(Saved entries)

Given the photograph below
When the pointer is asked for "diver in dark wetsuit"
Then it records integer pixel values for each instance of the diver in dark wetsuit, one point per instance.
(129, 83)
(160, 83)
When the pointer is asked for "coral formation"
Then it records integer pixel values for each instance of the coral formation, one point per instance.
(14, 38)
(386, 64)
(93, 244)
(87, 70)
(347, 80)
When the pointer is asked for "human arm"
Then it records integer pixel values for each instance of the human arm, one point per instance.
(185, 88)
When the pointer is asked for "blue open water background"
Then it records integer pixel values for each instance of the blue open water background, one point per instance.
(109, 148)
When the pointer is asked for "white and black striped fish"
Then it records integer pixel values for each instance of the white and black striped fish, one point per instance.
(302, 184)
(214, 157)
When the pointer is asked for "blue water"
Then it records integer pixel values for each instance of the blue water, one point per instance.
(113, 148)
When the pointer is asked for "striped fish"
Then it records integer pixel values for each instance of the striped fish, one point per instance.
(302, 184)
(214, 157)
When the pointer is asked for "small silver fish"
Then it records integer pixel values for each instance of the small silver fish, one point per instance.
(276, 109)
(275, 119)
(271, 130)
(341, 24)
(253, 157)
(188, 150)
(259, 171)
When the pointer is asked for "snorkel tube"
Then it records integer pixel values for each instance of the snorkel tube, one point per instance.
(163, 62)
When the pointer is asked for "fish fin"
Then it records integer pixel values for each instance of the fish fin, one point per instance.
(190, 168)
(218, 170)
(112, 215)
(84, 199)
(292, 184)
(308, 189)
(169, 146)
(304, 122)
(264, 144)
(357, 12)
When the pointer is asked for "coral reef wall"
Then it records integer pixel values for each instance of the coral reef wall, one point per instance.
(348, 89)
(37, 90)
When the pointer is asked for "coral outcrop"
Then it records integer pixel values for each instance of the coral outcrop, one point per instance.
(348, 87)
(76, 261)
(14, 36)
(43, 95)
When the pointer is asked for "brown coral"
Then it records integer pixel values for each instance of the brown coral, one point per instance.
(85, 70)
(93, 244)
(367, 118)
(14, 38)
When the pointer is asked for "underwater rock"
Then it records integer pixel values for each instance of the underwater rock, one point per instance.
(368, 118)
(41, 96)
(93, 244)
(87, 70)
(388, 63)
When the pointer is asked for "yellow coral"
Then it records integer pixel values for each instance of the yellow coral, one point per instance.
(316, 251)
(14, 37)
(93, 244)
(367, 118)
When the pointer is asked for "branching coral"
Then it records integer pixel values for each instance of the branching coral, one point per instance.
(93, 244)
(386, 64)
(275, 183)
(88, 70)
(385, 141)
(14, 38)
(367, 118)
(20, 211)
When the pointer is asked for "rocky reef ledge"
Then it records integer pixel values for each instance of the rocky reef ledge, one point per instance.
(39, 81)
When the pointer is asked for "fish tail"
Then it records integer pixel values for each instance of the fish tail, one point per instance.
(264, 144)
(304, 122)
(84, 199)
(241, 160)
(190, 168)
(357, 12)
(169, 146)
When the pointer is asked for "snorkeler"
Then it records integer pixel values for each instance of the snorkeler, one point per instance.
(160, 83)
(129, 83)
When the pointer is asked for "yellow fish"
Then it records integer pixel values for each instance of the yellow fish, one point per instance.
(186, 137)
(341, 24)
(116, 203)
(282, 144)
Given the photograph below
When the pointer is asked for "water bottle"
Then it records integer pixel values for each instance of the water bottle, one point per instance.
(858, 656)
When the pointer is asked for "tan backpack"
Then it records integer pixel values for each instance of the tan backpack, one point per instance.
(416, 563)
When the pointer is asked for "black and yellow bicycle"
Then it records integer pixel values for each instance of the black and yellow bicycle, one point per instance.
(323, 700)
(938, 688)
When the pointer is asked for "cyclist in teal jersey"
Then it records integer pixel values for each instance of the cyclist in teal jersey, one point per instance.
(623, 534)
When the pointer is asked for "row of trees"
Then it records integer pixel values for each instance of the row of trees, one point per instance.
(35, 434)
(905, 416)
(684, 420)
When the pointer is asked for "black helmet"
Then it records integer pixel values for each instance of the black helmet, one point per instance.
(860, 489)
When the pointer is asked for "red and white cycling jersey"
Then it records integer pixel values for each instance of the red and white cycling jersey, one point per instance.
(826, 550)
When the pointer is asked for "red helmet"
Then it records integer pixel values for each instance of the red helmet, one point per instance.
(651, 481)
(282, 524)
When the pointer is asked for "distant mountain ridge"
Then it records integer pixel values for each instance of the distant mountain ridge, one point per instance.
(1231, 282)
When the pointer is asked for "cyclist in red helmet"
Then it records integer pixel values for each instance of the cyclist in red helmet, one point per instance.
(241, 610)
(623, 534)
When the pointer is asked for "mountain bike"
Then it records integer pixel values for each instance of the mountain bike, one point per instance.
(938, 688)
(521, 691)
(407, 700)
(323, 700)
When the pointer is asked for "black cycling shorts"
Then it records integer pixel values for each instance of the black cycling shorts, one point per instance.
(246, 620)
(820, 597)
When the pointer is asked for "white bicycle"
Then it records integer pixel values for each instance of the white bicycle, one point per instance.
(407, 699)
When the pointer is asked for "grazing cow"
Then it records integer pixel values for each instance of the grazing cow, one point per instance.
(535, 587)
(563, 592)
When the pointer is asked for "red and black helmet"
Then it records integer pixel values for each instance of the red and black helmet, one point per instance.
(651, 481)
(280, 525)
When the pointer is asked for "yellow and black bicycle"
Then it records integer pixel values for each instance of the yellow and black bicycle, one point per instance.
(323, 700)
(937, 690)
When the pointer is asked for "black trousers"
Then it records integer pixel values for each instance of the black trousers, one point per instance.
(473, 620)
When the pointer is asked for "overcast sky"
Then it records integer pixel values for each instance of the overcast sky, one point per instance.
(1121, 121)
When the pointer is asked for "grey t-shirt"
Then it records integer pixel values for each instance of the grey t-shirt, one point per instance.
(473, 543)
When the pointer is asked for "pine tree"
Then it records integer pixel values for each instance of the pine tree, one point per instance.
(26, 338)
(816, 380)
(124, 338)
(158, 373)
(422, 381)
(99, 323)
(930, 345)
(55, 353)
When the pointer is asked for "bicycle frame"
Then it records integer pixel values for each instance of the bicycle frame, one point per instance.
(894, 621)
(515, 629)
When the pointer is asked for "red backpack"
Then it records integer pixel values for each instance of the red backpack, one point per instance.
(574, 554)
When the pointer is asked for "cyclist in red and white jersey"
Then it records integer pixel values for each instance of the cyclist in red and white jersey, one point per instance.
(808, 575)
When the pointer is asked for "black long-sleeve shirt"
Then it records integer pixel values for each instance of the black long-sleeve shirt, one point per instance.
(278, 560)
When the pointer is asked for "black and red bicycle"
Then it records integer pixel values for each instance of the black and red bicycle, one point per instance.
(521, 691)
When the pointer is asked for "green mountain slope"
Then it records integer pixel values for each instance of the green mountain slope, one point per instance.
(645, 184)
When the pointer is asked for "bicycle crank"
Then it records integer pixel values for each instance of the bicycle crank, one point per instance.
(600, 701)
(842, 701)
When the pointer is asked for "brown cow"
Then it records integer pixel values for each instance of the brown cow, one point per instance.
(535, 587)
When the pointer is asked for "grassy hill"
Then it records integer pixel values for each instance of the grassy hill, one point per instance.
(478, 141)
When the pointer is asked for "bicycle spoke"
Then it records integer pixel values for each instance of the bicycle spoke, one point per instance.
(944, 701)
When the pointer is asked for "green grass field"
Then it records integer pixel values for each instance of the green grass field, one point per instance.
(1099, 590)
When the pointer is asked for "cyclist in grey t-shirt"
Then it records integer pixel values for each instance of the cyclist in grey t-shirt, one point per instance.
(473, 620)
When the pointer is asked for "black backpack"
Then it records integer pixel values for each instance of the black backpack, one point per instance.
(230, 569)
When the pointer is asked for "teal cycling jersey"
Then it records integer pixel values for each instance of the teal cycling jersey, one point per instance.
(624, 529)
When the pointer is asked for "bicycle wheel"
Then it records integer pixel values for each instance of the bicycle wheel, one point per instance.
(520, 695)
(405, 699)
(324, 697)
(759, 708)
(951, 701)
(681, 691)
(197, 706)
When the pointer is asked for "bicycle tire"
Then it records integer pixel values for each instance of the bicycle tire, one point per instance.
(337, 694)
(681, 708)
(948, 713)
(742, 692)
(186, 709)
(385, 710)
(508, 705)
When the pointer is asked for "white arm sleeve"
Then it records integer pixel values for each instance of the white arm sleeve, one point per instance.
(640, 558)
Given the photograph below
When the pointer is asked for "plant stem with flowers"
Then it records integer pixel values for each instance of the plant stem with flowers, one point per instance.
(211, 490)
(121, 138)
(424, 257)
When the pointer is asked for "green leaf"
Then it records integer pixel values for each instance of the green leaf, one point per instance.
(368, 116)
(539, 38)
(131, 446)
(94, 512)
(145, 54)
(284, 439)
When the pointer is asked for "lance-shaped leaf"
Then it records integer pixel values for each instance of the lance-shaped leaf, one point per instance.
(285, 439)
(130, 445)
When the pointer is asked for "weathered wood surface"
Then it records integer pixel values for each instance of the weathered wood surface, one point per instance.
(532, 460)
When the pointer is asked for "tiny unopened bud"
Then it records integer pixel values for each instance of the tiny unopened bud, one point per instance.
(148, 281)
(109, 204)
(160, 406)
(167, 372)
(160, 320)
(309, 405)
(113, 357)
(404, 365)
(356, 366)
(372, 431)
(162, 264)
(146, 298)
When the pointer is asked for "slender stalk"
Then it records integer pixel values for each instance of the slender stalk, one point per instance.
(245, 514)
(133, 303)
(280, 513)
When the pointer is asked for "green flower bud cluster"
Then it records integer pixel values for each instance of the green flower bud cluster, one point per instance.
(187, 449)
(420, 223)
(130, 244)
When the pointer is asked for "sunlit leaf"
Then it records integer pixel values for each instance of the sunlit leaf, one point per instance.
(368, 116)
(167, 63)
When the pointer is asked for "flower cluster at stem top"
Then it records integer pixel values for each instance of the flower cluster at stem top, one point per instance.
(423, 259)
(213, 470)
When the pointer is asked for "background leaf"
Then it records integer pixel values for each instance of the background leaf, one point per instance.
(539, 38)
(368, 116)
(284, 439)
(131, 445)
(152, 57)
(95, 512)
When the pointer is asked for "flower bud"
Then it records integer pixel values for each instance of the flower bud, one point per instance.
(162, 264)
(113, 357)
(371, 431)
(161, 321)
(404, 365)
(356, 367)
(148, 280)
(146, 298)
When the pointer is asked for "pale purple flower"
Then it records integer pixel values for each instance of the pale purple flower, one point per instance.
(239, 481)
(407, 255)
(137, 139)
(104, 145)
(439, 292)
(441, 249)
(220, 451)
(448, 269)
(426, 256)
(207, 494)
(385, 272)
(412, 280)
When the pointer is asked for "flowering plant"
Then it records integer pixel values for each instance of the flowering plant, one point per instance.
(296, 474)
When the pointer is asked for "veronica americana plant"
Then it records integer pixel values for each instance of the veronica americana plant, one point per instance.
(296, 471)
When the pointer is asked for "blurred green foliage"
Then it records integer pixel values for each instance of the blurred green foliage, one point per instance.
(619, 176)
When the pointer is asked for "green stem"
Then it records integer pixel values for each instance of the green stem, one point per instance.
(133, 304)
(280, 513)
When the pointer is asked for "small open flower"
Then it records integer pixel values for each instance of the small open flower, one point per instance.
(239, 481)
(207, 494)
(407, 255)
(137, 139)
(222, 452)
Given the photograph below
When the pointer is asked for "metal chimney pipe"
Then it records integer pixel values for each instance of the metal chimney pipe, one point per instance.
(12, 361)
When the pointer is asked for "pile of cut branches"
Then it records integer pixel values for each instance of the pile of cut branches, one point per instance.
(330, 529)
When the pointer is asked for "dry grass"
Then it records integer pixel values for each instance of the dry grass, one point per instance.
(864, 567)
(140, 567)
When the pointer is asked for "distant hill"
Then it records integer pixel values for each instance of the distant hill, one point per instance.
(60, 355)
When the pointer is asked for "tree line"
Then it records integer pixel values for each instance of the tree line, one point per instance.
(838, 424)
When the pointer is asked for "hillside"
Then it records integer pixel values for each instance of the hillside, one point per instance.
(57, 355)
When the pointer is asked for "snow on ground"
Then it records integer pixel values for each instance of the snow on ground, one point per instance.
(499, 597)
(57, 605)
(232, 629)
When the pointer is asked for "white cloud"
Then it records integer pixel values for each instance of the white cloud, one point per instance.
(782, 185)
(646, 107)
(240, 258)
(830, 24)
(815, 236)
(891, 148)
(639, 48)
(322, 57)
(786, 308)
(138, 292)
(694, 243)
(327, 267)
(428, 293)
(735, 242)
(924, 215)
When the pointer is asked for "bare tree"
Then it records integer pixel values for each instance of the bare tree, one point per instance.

▸ Prompt
Wherever "bare" appears in a line of the entries, copy that line.

▸ Task result
When the pointer is asked for "bare tree"
Then it records integer pixel values for each instance of the bare tree, one point per instance.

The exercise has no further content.